PROBLEMS TO SOLVE >>
1. In the passage about the inquiry into Dr. MacLauchlan, during which years was prohibition in effect in Alberta?
2. Pick up the passage about the inquiry into Dr. MacLauchlan after its last sentence and carry it forward.

PASSAGE PROVIDED >>
<<<<

In the liquor-related case, it appears he was dispensing liquor to people he should not have been but whether these people were staff, patients or simply outside people is not clear. According to the documents such practices were not unusual among other medical staff. It is interesting to note that prohibition was in effect in Alberta between 1916 and 1924. However, it appears that doctors may have had the right to dispense alcohol for “medicinal purposes” and that MacLauchlan in particular took advantage of this right. As the judge wrote: 

 His abuse of his privileges as a member of the medical profession in the dispensing of liquor was unbecoming and improper and in fact quasi-criminal, it being in breach of the law. It is, of course, no defence that many others were, as he says, doing it.  

In relation to the Thyroidectomy, the judge wrote: 

I can see no excuse for his failure to make a full report on the Dawson case to the insurance company. According to the record he stated that he knew at the time of the inquiry that this was wrong and pleaded his inexperience in excuse for it, the incident having taken place in 1922, three years before the inquiry and when he had been in practice here for about three years.  

The fourth incident was called the Becthold incident. Details are extremely vague in the documents but it appears to have occurred in relation to Dr MacLauchlan being jailed – for an unknown reason -- on a very short term basis and a Mr Becthold paying the doctor’s bail. The incident, which involved an unpaid loan from Becthold to MacLauchlan, was described in the court documents as “either dishonesty or gross impropriety” since Becktold’s generosity was not repaid -- ever. Some of the money was paid to a Calgary lawyer, Gregory A Trainor, as a fee for his services on behalf of the doctor.

>>>>

INFORMATION >>
<<<<

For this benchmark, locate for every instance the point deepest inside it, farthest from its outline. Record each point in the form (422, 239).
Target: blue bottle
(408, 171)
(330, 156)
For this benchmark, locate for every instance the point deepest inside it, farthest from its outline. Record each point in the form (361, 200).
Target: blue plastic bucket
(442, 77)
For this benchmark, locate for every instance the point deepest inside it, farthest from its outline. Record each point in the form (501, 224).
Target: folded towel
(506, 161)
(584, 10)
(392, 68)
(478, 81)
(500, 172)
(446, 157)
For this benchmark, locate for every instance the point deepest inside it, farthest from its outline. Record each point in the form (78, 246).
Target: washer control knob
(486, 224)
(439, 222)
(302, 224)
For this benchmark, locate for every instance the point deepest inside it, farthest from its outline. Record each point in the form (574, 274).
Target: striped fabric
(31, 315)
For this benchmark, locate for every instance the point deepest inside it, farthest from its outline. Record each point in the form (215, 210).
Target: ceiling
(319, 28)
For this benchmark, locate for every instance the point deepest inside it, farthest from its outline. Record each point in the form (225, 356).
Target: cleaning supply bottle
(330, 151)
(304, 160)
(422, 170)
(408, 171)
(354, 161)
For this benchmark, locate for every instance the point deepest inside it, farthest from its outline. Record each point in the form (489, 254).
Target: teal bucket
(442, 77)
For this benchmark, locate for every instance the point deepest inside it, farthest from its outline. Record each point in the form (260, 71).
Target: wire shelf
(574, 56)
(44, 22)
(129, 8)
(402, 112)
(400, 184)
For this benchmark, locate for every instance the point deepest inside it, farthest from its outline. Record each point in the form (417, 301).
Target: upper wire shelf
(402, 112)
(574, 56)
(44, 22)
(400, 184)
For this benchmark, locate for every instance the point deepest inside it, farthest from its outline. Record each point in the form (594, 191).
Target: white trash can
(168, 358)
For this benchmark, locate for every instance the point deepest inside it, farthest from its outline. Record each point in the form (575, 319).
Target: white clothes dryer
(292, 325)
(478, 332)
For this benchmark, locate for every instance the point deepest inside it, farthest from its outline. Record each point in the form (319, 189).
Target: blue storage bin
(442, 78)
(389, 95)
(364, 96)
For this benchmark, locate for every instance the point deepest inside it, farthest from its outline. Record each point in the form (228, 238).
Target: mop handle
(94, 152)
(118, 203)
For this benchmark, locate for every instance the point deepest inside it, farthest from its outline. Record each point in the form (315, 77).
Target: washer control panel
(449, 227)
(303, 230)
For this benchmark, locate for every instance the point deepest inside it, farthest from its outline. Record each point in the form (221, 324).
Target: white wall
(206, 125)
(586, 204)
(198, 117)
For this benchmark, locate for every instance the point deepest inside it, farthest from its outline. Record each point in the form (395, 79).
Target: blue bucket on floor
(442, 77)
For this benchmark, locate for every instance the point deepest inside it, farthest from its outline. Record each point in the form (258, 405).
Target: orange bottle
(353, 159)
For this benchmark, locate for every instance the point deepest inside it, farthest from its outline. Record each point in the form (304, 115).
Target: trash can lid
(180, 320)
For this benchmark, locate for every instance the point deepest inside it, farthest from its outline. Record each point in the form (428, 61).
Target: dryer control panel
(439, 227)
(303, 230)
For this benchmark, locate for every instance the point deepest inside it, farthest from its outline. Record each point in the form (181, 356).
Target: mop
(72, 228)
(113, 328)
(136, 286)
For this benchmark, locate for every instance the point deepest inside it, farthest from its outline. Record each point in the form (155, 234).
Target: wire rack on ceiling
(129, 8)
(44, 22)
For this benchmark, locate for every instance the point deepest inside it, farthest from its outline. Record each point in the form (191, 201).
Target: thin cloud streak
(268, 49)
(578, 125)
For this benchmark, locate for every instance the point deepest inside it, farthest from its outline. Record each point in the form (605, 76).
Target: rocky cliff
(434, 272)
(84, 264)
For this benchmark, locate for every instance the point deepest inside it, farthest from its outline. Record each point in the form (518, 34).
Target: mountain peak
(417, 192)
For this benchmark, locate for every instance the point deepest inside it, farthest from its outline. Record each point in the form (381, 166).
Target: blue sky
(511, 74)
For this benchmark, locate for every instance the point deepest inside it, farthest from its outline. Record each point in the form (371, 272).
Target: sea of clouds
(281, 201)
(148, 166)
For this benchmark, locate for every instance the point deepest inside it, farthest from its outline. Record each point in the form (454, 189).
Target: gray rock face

>>>>

REPLIES >>
1. Between 1916 and 1924.

2.
Seeking to put the various charges in perspective and to be fair and sympathetic to MacLauchlan, the judge wrote: 

I think the punishment inflicted [in the earlier decision by the College to strike MacLauchlan from its list] too severe. The appellant is a young man who has been practising his profession for but about eight years. The erasure of his name from the register means the taking from him of his means of livelihood for I fancy he will not be able to practice his profession in any other country so long as he is in bad standing in this province. The result of course is the absolute waste of all the years and the money that he spent in qualifying himself to practice it and the beginning of life anew in some other calling. I do not think that his offences call for such drastic punishment. While they are six in number they cover a period of about that number of years.  

As mentioned above, the cases attracted some quite prominent members of the Alberta legal profession, including Bencher Charles F Adams, who was a former Secretary-Treasurer of the Alberta Bar Association and acted on behalf of the College, and E.V. Robertson for MacLauchlan. Acting in MacLauchlan’s final (and successful) appeal was Arthur L. Smith, K.C., a formidable criminal lawyer who was nationally respected. During his career, A.L. Smith was associated with many of Alberta's great law cases including 1933’s MacMillan vs. Brownlee, in which a sitting Premier of Alberta, John Edward Brownlee, was initially brought low by accusations of sexual misconduct brought against him by a young woman, 18 year-old Vivian MacMillan, employed as a stenographer at the government buildings and her father Allan MacMillan. Although the girl and her father initially won damages from the premier, the latter appealed the decision to the Supreme Court of Alberta and had it overturned. It was A.L. Smith who handled the cross-examination of Vivian MacMillan on Brownlee’s appeal and reduced her to tears and confusion in the court.  

The upshot of the Alberta Supreme Court cases between 1925 and 1927 appears to be that it is quite easy to demonstrate that Dr Robert Henry MacLauchlan always had a whiff of shadiness to his character and it appeared fairly early in his career.